(PASSAGE SHOWN begins)
Artificial intelligent assistant

junker

I. junker1
    (ˈjʊŋkər)
    [G., from earlier junkher, -herr(e, f. MHG. junc (G. jung) young + herre: see her n., and cf. younker.]
    A young German noble; as a term of reproach, a narrow-minded, overbearing (younger) member of the aristocracy of Prussia, etc.; spec. a member of the reactionary party of the aristocracy whose aim it is to maintain the exclusive social and political privileges of their class. Also attrib. or transf.

1554 Admon. Cert. Trewe Pastor & Prophet Pref. A v b, And herewith let my Iunker papistes which now are in their ruff and tryumph..take their aduertisement. 1845 S. Austin Ranke's Hist. Ref. II. 499 Luther said, the papist Junkers were in this respect more Lutheran than the Lutherans themselves. 1865 Spectator 11 Feb. 151 There is in Count Orloff's speech a trace of ‘junker’ feeling. 1891 Blackw. Mag. Oct. 462 Bismarck is by instinct a Junker. 1914 G. B. Shaw What I really wrote about War (1931) 25 The Junker is by no means peculiar to Prussia... Lord Cromer is a Junker. 1916 Ibid. 159 British Junker stupidity. 1919 W. H. Downing Digger Dial. 30 Junker, a superior staff-officer. 1920 E. Antonelli Bolshevist Russia i. ii. 32 A delegation of ‘Junkers’ (pupils of the Military Schools) appeared before Kerensky. Ibid. 35 Some Junker and regimental delegations..received no reply.

    Hence ˈjunkerdom, the body or world of junkers; the condition or character of a junker; ˈjunkerish a., characteristic of the junker party; ˈjunkerism, the policy or spirit of the junkers.

1870 Daily Tel. 4 Oct., It may be that some of the younger German officers are somewhat imperious..I myself have had disagreeable experience of Junkerdom more than once. 1890 New Review Apr. 290 These were his [Bismarck's] days of Junkerdom. 1878 Seeley Stein II. 522 These views of Münster were branded by Stein to myself as paltry and Junkerish. 1866 Daily Tel. 18 Jan. 5/3 Many professors and journalists, presumably most opposed to Junkerism.

II. junker2 Austral. and N.Z.
    (ˈdʒʌŋkə(r))
    = jinker2.

1888 P. W. Barlow Kaipara xiii. 94 He mounted the ‘junker’... The unhappy [horse] gave a feeble shake with one hind leg. 1924 Lawrence & Skinner Boy in Bush 236 ‘What's a junker, Tom?’ ‘A low, four-wheeled log hauler, with a long pole.’

III. junker3 U.S. slang.
    (ˈdʒʌŋkə(r))
    [f. junk n.2 1 e + -er1.]
    A drug-addict; a drug-peddler.

1922 E. F. Murphy Black Candle ii. xvii. 276 One must..be known as a ‘junker’ or addict to make the purchase. 1930 Detective Fiction Weekly 15 Nov. 473/2 He got the poppy gum from the smugglers and turned it over to the chemists at a good profit, getting back half in cash and half in drugs, which his junkers peddled. 1930 C. R. Shaw Jack Roller xii. 161 Next to me in the hospital was Herbie, a junker, who was taking the cure. 1949 ‘J. Evans’ Halo in Brass (1951) iv. 29 No slim-waisted junker with a snapbrim hat and a deck of nose candy for sale to the right guy.
(PASSAGE SHOWN ends)
(ENTRIES SUPPLIED begins)
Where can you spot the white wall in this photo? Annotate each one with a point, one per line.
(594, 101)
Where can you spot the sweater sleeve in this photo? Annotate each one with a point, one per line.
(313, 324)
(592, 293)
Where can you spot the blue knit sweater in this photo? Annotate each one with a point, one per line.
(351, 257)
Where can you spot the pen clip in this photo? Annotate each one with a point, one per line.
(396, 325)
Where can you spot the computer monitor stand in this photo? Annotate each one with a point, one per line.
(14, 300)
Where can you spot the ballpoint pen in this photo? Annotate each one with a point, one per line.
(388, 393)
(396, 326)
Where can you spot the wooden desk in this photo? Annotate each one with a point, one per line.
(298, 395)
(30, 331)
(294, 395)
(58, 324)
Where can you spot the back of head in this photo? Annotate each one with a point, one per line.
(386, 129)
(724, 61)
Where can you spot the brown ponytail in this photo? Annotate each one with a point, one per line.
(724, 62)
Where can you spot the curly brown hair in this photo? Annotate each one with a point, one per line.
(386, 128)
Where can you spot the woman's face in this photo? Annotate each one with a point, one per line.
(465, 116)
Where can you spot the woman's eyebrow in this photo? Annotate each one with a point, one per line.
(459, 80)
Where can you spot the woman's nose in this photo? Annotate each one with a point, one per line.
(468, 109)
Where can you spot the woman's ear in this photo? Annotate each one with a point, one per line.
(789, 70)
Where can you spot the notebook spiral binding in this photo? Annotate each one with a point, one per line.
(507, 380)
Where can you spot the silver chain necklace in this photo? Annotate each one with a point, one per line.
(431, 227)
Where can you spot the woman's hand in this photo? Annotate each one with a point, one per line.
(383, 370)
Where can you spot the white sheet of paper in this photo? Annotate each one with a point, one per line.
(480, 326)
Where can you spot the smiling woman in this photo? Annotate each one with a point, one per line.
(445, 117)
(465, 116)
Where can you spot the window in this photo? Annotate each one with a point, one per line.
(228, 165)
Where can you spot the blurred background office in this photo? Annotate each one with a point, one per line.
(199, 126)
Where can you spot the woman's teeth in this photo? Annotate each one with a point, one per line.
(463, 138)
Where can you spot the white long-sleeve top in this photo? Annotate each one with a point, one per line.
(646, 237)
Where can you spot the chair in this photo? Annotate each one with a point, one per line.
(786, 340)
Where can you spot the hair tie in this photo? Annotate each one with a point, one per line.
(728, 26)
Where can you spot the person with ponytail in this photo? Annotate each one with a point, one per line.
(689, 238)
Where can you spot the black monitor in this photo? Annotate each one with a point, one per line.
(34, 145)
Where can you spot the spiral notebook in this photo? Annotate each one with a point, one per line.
(ENTRIES SUPPLIED ends)
(ENTRIES SUPPLIED begins)
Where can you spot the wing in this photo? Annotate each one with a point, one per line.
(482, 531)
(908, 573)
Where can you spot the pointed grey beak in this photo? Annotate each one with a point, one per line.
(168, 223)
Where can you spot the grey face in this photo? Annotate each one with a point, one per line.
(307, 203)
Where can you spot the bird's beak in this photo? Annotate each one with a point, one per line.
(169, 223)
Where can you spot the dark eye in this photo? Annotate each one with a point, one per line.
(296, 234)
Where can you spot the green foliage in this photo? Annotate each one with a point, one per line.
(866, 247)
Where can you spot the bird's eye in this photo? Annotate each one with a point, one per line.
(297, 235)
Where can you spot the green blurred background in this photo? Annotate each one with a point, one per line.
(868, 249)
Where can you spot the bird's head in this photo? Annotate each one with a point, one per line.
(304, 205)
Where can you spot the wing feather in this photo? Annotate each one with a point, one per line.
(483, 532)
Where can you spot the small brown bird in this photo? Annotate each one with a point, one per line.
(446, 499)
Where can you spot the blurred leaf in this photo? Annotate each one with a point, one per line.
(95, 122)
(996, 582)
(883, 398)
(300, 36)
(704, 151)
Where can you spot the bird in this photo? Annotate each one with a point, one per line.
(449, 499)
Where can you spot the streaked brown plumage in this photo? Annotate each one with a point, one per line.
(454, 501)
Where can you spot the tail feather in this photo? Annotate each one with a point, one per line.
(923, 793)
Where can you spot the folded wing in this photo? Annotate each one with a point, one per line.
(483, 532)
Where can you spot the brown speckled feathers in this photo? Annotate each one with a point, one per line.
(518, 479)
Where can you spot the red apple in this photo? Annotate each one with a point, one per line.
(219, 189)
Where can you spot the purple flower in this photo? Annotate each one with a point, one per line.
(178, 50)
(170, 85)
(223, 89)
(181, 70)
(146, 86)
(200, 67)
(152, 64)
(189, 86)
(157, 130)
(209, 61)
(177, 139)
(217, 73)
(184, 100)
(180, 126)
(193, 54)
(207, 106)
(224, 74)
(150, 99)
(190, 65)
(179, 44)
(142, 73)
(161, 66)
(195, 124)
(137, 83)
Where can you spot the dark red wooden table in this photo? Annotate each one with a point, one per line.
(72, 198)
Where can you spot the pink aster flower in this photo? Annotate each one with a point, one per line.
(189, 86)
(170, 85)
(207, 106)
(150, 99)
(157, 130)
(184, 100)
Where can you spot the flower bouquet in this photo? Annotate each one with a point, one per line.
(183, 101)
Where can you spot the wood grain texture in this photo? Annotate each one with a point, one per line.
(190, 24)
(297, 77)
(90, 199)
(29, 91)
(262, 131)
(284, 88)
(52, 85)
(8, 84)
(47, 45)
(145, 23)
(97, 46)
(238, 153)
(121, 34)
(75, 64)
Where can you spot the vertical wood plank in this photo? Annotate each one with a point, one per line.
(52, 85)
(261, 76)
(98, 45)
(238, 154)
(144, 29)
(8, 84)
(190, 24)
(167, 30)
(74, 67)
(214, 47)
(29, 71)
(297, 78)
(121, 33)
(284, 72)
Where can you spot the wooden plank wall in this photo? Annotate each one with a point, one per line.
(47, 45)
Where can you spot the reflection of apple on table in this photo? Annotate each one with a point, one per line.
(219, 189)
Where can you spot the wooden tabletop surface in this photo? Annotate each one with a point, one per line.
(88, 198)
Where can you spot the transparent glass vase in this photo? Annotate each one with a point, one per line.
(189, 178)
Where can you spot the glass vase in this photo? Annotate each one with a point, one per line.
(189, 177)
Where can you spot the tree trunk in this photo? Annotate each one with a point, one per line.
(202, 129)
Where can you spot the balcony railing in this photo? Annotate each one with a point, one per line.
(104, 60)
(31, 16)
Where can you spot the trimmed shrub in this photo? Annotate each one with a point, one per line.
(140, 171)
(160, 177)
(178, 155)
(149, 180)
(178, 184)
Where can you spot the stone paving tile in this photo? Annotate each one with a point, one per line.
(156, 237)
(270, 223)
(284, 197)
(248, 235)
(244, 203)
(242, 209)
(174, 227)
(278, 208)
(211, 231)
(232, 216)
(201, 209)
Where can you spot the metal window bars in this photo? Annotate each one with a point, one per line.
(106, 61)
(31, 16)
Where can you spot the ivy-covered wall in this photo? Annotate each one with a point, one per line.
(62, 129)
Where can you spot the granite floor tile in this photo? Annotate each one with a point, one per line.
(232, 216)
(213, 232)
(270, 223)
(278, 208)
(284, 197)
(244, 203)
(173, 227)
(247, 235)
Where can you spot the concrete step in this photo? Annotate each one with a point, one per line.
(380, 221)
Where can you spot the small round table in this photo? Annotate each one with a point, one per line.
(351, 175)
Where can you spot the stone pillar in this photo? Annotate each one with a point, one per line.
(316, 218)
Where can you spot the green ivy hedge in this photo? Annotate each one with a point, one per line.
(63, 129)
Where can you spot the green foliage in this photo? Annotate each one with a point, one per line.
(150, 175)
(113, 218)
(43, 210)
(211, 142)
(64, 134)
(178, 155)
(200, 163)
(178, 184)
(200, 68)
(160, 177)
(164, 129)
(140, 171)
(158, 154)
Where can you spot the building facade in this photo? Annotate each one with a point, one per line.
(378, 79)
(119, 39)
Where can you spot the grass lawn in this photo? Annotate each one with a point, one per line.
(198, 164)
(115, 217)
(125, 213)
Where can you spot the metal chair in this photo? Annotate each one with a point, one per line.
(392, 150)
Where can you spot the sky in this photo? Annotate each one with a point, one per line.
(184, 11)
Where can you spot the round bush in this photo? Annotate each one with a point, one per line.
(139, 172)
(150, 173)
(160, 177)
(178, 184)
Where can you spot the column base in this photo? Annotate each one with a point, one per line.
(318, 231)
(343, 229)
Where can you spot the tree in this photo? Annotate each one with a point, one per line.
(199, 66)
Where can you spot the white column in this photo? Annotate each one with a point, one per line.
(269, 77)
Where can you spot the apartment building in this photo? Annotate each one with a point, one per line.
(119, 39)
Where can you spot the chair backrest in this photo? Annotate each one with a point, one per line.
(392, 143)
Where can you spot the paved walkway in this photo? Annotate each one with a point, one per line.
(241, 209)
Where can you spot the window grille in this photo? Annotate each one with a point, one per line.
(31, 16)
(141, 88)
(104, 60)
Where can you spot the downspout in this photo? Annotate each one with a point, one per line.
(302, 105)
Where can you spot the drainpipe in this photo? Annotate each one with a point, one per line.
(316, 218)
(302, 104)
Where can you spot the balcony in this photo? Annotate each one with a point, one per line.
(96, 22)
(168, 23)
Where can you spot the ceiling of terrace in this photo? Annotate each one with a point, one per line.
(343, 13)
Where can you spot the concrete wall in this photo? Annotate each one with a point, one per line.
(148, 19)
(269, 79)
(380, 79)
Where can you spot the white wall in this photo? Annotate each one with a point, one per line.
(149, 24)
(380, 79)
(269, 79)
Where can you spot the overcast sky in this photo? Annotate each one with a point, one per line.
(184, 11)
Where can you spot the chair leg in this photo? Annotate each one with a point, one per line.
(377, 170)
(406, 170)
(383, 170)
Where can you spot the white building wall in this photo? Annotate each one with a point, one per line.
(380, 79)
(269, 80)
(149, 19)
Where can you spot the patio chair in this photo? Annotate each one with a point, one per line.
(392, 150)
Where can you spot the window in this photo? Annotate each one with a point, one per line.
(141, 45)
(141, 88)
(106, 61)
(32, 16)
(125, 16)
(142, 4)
(ENTRIES SUPPLIED ends)
WORK TO COMPLETE –
For each statement about the dictionary entry for junker, answer yes or no and quote the words of the entry that decide it. (a) The third sense of junker is labeled U.S. slang. (b) The entry defines junker2 as a drug-peddler. (c) The entry defines junkerism as the policy or spirit of the junkers. Answer using only the dictionary entry for junker.

SOLUTION FOR THIS PROBLEM –
(a) Yes: "U.S. slang"
(b) No: "= jinker2."
(c) Yes: "junkerism, the policy or spirit of the junkers"